Appeal from the Circuit Court of Cook County Honorable David Donnersberger, Judge Presiding

The opinion of the court was delivered by: Justice McNULTY


After her husband died in a train accident, Mary Corcoran received a settlement offer from the railroads involved in the accident. She talked to Joseph Dowd, a lawyer, who referred her to Corboy & Demetrio (C&D). She signed a contingent fee contract with C&D. The contract included a referral fee for Dowd. C&D eventually advised Mary to accept the offer she received from the railroads. When Mary settled C&D waived its fee, but Dowd demanded his referral fee. The trial court awarded Dowd the fee. Mary now appeals. Because we find no abuse of discretion, we affirm.

On October 11, 1998, a Metra train struck and killed Michael Corcoran while he was working for Union Pacific Railroad on tracks in Chicago. Metra and Union Pacific offered Michael's widow, Mary, some money not to sue, and she negotiated with the railroads on her own. Mary eventually elicited an offer of $1,400,000 to settle the case.

In May 1999 a friend introduced Mary to Dowd. The friend had already told Dowd about the accident and Mary's negotiations. Dowd told Mary she needed a lawyer. She said she wanted to hire C&D because her father knew Corboy from high school. Dowd offered to take Mary to C&D's office. At the office, on May 19, 1999, Mary signed a contract for C&D to handle the case. The contract provides:

"I agree to pay CORBOY & DEMETRIO as compensation for its services and assign to it twenty-five percent of any sum recovered from settlement or judgment.


I fully understand, agree and consent to the fact that Joseph P. Dowd, the referring lawyer, will receive 40% of the attorneys' fees and that Joseph P. Dowd has agreed to assume the same legal responsibility for the performance of the legal services as CORBOY & DEMETRIO assumes on my behalf."

## Dataset excerpts
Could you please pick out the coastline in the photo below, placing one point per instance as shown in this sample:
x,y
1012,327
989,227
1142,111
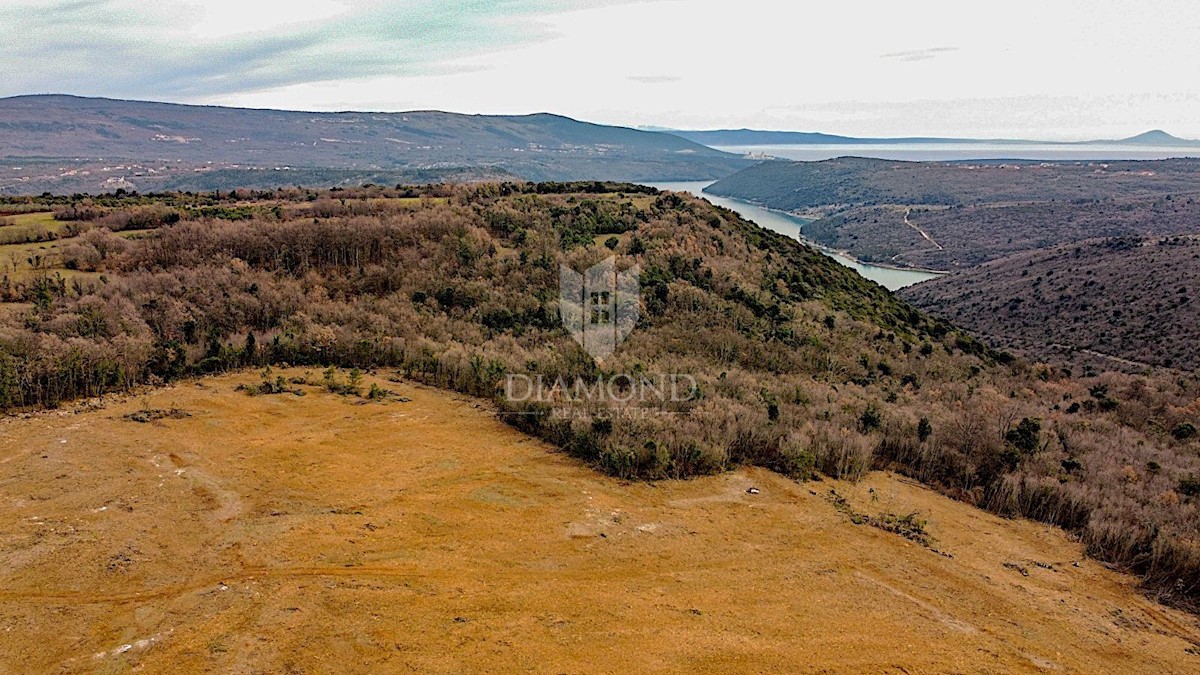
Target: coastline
x,y
823,248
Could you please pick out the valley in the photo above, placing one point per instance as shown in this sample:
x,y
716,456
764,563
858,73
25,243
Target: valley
x,y
321,532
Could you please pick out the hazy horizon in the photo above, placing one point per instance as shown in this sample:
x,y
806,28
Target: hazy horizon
x,y
1069,71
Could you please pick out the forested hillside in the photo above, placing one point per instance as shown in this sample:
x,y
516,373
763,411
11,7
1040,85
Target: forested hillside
x,y
802,366
1096,303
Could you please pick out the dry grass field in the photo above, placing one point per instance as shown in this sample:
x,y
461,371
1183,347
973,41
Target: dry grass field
x,y
313,533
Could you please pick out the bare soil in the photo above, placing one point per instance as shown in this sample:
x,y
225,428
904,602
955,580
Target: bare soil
x,y
324,533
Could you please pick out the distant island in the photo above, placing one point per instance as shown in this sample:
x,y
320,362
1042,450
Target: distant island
x,y
733,137
69,144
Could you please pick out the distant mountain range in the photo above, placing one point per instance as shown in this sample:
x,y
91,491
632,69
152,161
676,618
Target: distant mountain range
x,y
754,137
73,144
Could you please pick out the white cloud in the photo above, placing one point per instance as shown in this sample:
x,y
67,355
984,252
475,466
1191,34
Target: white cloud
x,y
1026,67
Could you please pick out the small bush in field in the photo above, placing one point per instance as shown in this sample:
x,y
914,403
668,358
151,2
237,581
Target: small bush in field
x,y
1189,487
1183,431
870,419
924,429
1026,436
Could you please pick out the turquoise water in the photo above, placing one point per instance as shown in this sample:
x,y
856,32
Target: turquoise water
x,y
792,226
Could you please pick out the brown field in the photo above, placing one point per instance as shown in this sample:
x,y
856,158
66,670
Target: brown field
x,y
318,533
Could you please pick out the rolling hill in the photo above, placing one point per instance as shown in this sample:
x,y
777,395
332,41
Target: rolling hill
x,y
1126,303
70,144
798,365
953,215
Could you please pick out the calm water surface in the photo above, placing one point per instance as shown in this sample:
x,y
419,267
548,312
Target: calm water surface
x,y
957,151
792,226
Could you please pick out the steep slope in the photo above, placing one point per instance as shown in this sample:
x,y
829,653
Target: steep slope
x,y
285,533
856,181
1113,303
166,143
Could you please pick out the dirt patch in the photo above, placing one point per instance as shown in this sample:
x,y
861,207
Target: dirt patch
x,y
276,533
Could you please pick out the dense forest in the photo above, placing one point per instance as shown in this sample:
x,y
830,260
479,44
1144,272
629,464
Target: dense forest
x,y
802,365
1117,303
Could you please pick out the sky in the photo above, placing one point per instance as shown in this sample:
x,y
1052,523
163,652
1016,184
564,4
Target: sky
x,y
1061,70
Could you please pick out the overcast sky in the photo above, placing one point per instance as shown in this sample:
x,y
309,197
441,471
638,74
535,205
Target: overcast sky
x,y
1030,69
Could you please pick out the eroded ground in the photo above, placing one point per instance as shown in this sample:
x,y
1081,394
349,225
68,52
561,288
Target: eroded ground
x,y
322,533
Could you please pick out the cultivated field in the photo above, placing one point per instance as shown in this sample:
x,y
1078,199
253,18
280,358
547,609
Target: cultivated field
x,y
324,532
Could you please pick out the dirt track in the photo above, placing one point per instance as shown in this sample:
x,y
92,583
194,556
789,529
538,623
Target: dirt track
x,y
283,533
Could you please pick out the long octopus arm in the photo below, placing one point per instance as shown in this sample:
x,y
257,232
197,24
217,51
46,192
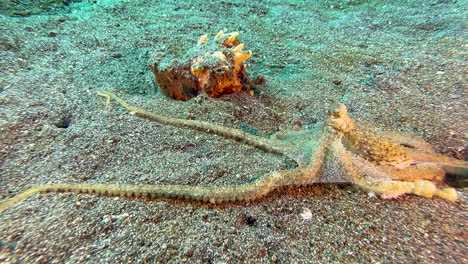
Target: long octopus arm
x,y
264,144
212,194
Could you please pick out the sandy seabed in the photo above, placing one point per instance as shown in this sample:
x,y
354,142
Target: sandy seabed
x,y
398,65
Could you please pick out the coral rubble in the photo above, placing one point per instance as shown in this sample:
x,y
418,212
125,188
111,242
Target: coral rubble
x,y
215,67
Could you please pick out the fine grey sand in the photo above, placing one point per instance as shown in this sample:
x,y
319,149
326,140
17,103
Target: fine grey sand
x,y
397,65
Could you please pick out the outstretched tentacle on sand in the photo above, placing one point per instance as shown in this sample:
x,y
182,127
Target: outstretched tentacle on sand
x,y
264,144
212,194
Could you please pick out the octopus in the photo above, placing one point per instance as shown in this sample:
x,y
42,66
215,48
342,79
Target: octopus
x,y
340,151
214,67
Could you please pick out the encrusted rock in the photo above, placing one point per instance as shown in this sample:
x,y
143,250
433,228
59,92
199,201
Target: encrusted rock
x,y
215,67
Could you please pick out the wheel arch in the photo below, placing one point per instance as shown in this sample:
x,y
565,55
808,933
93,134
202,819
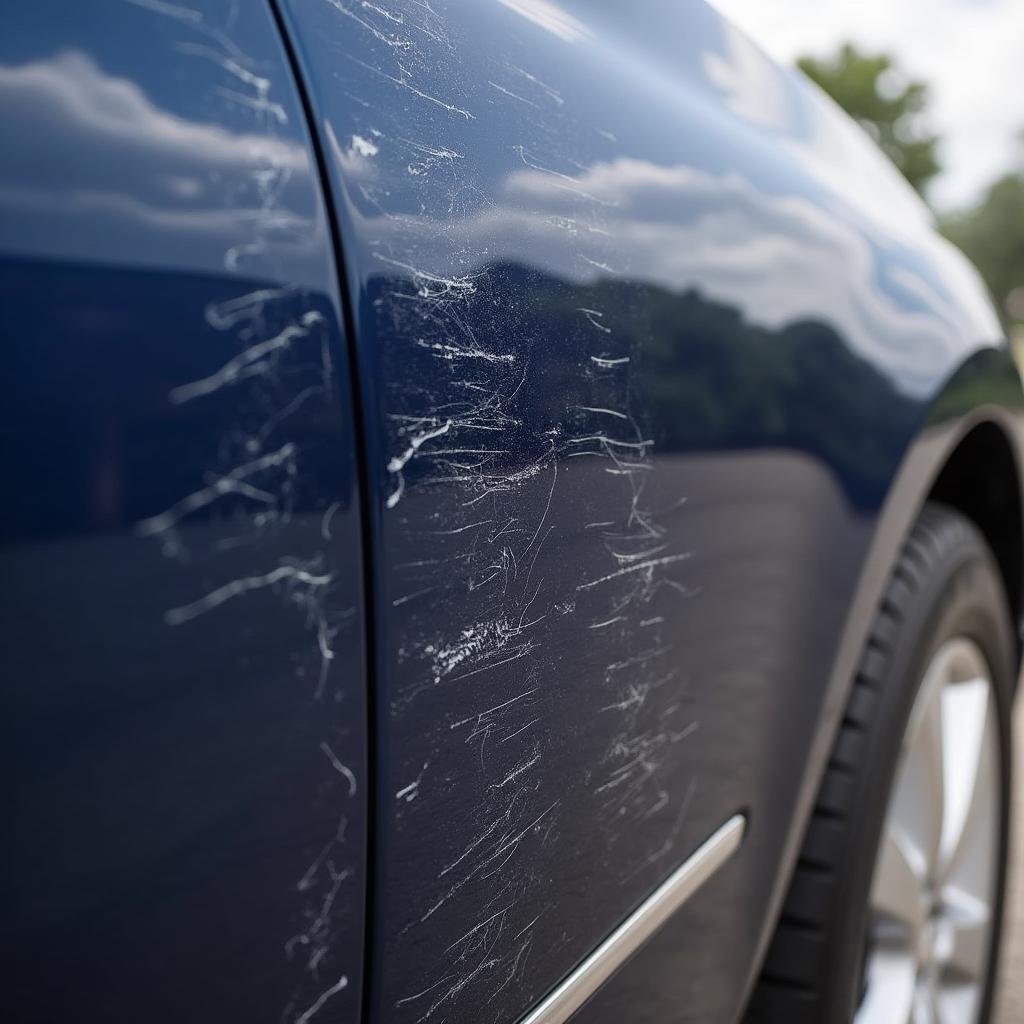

## What to work on
According to the court opinion, what share of the attorneys' fees was Joseph P. Dowd to receive under the contract Mary signed? The entries are not needed for this work.

## Output of the exercise
40% of the attorneys' fees.